> _Problem to work on_: Extract the final stretch of the data: the line that contains "asphalt road surface" and every line after it, unaltered, and no other lines.

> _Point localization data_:
==================================================

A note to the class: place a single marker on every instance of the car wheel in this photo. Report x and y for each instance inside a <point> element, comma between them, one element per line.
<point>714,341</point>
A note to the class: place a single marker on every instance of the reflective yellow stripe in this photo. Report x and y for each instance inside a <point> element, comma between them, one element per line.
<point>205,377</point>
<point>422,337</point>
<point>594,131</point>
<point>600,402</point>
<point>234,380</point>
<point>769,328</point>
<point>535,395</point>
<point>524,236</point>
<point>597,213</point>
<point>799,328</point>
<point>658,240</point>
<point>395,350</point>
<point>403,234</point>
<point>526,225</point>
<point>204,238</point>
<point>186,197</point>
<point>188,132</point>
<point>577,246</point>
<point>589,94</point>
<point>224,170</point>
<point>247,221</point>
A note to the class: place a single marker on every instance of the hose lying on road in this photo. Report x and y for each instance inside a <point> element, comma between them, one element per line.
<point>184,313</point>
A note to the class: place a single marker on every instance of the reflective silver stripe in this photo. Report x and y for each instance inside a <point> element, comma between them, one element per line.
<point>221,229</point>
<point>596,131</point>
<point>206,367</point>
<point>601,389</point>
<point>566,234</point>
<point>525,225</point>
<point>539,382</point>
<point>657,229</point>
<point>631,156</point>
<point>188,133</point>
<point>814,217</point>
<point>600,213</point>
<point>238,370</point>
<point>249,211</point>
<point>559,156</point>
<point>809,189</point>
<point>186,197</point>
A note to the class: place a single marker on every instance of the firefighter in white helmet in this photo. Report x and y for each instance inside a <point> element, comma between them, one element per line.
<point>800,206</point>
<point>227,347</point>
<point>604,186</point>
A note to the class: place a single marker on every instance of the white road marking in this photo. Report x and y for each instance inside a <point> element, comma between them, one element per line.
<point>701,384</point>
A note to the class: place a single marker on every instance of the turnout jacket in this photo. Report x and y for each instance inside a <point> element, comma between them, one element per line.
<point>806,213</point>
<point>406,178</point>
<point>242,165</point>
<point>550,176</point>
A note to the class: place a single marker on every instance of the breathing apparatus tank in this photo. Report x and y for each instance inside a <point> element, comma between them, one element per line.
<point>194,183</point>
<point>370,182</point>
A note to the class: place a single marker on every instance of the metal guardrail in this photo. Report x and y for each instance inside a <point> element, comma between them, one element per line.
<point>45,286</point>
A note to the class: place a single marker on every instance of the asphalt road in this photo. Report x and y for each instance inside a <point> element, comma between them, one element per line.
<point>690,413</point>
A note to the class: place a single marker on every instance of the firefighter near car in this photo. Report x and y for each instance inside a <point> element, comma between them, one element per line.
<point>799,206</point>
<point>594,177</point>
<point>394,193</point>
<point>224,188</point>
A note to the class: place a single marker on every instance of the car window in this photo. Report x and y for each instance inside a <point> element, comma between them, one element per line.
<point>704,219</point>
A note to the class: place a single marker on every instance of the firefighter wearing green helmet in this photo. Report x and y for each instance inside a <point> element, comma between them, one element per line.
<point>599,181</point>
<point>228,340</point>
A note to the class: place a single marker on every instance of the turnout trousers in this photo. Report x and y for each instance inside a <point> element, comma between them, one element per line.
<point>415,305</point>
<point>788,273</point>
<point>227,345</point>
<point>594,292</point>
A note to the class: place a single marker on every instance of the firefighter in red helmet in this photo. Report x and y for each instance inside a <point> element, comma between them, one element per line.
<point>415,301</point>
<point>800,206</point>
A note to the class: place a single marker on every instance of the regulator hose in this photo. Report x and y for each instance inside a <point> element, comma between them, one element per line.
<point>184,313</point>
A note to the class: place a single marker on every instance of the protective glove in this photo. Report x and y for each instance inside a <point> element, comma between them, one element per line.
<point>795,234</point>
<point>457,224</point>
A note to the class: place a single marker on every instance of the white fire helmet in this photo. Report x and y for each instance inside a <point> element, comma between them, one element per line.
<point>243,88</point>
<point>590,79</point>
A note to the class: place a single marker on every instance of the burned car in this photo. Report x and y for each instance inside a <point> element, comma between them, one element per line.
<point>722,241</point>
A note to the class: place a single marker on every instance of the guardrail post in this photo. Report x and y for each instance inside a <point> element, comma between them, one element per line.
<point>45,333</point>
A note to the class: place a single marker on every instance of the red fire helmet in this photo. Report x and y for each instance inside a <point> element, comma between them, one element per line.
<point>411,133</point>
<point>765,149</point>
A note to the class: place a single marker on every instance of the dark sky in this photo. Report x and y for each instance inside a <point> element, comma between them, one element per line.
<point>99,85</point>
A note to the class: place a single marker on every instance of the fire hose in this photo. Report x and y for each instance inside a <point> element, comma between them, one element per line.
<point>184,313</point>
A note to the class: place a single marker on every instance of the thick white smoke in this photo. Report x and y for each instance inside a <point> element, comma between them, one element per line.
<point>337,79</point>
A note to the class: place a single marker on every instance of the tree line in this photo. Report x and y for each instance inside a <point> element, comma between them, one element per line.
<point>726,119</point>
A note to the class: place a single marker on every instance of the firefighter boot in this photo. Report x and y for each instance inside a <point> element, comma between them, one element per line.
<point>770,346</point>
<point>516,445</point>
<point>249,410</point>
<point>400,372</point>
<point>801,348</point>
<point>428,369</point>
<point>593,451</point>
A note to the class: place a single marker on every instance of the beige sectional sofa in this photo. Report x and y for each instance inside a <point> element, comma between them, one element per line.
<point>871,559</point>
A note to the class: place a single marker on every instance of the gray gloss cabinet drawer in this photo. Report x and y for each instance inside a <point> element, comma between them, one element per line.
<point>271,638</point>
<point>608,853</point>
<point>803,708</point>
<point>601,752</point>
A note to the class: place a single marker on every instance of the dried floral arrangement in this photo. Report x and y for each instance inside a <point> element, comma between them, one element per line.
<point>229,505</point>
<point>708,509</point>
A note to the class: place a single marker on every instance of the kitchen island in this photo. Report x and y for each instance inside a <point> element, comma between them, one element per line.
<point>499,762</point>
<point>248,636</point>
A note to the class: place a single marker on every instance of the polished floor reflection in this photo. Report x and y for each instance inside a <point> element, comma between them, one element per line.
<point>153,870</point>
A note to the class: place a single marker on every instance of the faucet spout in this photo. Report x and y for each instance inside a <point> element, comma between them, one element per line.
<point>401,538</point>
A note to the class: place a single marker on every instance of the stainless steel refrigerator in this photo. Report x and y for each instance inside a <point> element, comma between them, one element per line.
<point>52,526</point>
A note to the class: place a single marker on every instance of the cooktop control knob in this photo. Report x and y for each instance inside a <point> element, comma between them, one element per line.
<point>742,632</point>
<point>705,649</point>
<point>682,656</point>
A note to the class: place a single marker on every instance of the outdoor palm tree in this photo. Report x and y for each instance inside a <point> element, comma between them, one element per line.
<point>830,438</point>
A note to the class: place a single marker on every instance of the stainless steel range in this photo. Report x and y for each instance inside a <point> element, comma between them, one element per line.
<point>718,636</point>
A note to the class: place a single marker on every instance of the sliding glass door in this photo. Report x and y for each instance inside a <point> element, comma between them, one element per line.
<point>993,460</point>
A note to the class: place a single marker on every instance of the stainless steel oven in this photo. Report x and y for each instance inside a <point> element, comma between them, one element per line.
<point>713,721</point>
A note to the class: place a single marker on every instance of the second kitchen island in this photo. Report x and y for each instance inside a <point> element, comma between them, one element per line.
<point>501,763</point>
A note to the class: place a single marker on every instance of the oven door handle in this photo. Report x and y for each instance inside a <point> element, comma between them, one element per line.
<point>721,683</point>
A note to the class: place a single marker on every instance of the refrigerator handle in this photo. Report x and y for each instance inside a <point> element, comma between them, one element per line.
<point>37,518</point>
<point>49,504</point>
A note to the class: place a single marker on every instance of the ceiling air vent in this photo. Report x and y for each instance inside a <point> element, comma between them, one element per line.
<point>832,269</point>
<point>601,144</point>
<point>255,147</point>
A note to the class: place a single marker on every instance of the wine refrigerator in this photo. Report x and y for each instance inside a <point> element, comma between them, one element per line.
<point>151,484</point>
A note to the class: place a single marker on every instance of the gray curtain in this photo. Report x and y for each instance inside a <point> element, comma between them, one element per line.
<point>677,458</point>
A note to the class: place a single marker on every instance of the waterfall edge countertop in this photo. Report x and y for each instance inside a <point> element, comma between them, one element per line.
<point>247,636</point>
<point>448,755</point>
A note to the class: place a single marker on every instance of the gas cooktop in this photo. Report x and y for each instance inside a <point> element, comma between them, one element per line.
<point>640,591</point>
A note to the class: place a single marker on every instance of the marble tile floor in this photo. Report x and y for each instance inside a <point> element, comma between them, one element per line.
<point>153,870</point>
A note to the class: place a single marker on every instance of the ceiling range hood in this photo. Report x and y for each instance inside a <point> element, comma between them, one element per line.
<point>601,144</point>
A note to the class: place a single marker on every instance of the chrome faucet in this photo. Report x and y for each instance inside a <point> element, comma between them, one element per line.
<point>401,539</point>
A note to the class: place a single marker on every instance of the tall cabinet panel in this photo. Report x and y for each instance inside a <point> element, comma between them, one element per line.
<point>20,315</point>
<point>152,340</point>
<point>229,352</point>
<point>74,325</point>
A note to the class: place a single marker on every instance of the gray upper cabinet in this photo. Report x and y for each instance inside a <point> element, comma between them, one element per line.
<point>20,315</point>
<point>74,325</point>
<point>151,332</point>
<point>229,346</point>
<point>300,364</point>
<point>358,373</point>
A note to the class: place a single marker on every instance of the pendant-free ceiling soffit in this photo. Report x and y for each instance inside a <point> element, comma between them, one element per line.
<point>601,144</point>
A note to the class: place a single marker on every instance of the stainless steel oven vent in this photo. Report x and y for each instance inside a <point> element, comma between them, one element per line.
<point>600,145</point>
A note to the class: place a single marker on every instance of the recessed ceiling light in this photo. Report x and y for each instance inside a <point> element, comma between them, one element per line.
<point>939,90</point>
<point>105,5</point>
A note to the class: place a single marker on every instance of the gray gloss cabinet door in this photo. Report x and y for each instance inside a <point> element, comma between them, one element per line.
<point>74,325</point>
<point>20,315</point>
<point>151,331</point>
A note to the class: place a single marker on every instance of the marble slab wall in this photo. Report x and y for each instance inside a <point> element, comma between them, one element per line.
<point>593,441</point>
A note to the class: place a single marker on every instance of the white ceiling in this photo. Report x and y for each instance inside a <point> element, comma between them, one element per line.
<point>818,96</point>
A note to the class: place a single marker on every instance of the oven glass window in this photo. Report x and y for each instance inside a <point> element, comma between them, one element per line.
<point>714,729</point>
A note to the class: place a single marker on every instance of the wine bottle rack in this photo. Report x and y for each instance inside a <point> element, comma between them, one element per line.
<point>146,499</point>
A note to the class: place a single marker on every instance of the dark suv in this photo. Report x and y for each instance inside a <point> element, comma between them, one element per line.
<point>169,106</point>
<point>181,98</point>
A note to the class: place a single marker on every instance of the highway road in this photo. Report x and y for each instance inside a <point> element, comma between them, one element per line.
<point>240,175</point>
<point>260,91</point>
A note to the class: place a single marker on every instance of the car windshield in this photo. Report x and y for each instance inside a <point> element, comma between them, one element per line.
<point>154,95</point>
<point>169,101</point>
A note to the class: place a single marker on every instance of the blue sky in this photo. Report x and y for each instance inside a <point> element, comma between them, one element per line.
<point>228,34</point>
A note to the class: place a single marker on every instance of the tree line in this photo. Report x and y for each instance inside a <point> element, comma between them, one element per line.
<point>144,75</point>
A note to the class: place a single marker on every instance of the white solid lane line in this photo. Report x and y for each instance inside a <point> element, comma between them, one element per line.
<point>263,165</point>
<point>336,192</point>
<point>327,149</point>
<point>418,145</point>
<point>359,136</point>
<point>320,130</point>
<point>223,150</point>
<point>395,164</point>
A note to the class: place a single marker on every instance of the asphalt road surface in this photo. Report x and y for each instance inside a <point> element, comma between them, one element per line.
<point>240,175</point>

==================================================

> _Response area_:
A note to the class: place a single marker on every instance of the asphalt road surface in this photo. Report x and y for each instance inside a <point> element, comma between them, one element per line.
<point>240,175</point>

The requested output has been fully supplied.